TASK STATEMENT:
Answer these questions from the passage on Clyfford Still below:
1. What existentialist term does the passage give for relinquishing responsibility for decisions?
2. By what year, according to Still's quoted statement, had space and figure in his canvases been resolved into a total psychic entity?
3. What is the next post in the series about?

GIVEN PASSAGE:
^^^^^^^^

Nor do we feel as if Still painted according to his whims or caprice. On the contrary, to the viewer a pallet knife is experienced as more controlled than poured paint or a loaded brush, and the work, as a result, is felt to be considered and deliberate.

Submitting to chance or a priori necessity means relinquishing responsibility for decisions. It is a denial of freedom because it implies the artist had no free will. (The existentialist term for this is  “inauthentic” or “in bad faith.”) This has nothing to do with how good or bad the art is — it has to do with the experience and meaning of the work. We may no longer believe in the subject matter of most religious or royal art from past centuries, but it can nevertheless be great art that we love.

I love Still's art for the power of the willfulness, the free willfulness, I experience in his work. The fact is, Still’s bombastic posturing isn’t empty boasting and hyperbole — what he said is precisely true:
By 1941, space and figure in my canvases had been resolved into a total psychic entity, freeing me from the limitations of each, yet fusing into an instrument bounded only by the limits of my energy and intuition. My feeling of freedom was now absolute and infinitely exhilarating. (Institute of Contemporary Art, Philadelphia, 1963.)
 

This is part 2 of three posts on Clyfford Still. Part 1 was about the person, and the next will be about the Clyfford Still Museum.

Sunday, May 6, 2012

Clyfford Still -- Part 1


By Charles Kessler

This is the first of a two-part three-part (I have more to say than I realized) post on Clyfford Still and the Clyfford Still Museum.

^^^^^^^^

DATASET EXCERPT:
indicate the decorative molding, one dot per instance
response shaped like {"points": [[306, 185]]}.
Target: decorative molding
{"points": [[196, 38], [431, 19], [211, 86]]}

^^^^^^^^

WORKED ANSWER:
1. "Inauthentic" or "in bad faith."
2. 1941.
3. The Clyfford Still Museum.